▶ _What you are asked to do_
Return exactly those lines of the material below that fall between the line holding "Where can the shrub" and the line holding "Where can the handicap", inclusive.

▶ _Source material_
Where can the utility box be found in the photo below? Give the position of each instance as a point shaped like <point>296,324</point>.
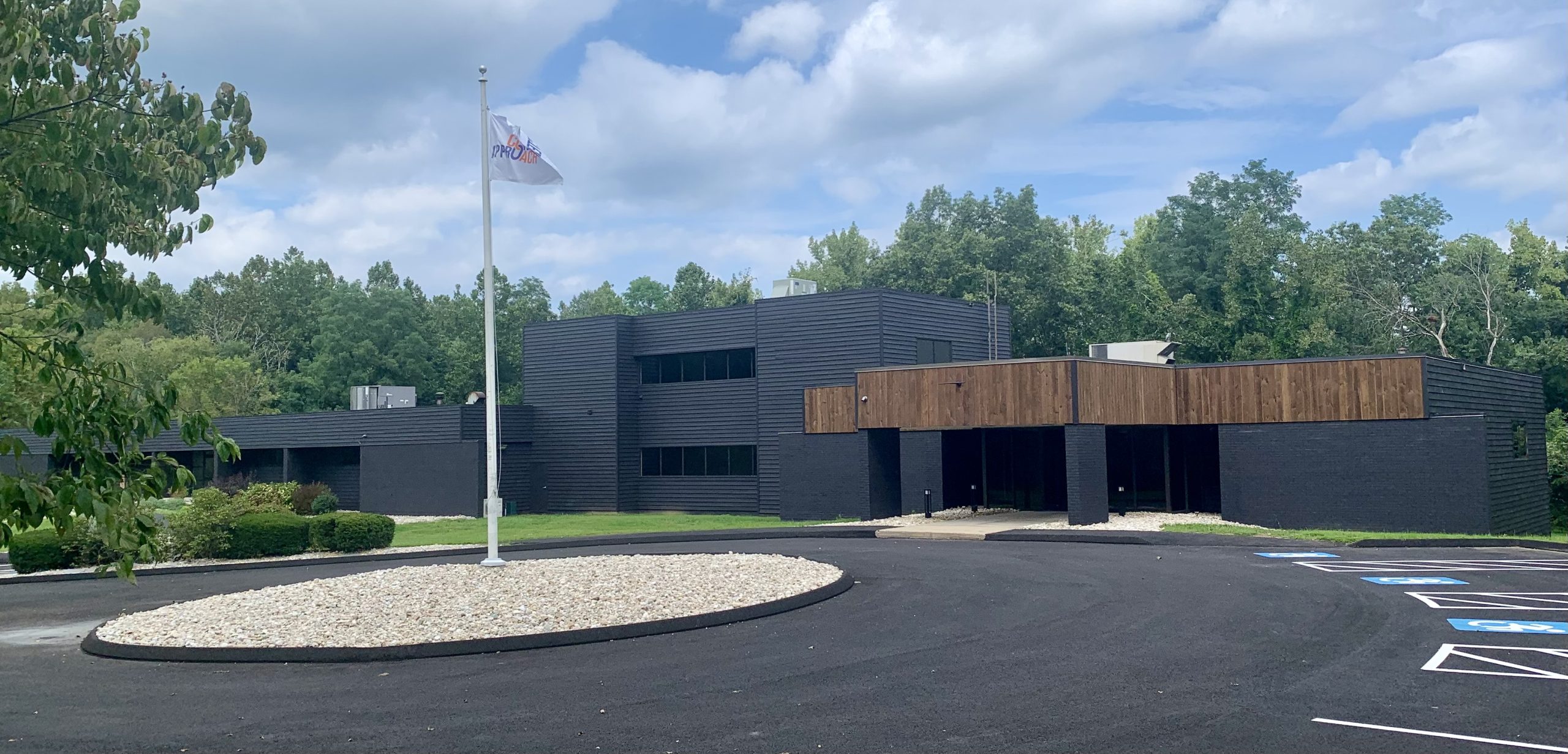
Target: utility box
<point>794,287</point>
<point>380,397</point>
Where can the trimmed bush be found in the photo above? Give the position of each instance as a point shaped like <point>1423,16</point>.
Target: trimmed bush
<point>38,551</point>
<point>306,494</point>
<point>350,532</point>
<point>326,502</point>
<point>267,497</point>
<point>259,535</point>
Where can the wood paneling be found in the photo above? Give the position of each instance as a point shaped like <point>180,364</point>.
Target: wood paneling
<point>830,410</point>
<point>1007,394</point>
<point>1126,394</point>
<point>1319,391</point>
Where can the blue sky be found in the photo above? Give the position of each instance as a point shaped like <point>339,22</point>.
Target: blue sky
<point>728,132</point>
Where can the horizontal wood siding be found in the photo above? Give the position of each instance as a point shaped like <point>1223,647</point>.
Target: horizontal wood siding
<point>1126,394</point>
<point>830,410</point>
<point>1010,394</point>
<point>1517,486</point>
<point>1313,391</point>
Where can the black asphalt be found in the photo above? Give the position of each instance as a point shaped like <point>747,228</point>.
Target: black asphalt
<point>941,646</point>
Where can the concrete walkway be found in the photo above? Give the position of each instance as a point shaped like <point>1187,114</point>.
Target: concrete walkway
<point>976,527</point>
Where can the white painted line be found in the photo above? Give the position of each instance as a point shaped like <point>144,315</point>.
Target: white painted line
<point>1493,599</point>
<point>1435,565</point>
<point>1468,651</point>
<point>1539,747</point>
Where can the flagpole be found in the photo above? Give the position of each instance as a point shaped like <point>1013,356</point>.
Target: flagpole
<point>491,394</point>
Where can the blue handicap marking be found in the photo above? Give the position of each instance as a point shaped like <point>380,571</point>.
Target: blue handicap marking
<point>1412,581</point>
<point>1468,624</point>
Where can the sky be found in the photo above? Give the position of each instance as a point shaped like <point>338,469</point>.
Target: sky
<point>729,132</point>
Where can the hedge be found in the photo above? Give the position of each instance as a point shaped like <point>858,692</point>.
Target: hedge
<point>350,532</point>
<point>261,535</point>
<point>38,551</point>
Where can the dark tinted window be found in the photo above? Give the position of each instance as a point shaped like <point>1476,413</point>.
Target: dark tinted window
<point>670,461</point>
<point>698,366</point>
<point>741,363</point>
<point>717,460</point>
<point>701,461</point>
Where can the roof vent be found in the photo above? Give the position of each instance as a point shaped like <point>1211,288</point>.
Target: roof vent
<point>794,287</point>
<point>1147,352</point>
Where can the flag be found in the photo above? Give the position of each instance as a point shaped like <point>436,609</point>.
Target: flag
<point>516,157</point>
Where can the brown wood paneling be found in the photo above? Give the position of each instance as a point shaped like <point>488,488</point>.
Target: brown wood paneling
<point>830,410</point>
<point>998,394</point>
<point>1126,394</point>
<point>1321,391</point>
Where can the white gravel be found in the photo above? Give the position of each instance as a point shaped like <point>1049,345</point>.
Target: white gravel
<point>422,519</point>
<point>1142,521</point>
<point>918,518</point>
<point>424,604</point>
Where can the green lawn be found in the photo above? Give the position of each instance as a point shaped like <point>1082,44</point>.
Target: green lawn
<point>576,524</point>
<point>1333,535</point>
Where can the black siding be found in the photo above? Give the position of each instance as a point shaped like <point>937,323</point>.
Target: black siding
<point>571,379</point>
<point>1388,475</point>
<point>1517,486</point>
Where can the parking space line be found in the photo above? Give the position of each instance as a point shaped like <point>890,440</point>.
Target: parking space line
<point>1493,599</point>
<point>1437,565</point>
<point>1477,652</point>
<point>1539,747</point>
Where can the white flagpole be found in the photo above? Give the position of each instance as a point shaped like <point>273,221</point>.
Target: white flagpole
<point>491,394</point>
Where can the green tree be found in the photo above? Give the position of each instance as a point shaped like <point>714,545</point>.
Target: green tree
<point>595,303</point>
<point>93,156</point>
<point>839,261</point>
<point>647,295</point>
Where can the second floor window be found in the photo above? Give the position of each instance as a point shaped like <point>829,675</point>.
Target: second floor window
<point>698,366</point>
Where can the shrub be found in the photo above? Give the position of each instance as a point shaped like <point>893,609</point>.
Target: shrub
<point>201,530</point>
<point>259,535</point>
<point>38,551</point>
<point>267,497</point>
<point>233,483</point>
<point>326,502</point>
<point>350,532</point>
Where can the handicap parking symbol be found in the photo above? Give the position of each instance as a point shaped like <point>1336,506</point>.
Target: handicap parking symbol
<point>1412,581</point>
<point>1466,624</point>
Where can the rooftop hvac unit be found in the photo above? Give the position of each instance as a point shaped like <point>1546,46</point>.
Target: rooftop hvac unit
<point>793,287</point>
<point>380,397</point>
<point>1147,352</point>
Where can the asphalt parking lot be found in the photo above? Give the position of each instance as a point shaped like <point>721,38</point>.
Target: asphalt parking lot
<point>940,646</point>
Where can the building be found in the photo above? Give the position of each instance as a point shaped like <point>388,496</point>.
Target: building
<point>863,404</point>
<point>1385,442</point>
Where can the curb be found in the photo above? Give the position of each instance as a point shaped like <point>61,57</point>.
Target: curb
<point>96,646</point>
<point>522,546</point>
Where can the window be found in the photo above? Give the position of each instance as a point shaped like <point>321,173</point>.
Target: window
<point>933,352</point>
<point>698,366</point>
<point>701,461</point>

▶ _Exercise result_
Where can the shrub be found in the photo above? Give the position of each instance as a point shaped like <point>893,609</point>.
Target: shrub
<point>201,530</point>
<point>259,535</point>
<point>38,551</point>
<point>267,497</point>
<point>233,483</point>
<point>326,502</point>
<point>350,532</point>
Where can the handicap parking symbol be found in the photo above? Give the position of each instance as a point shaped like <point>1336,506</point>.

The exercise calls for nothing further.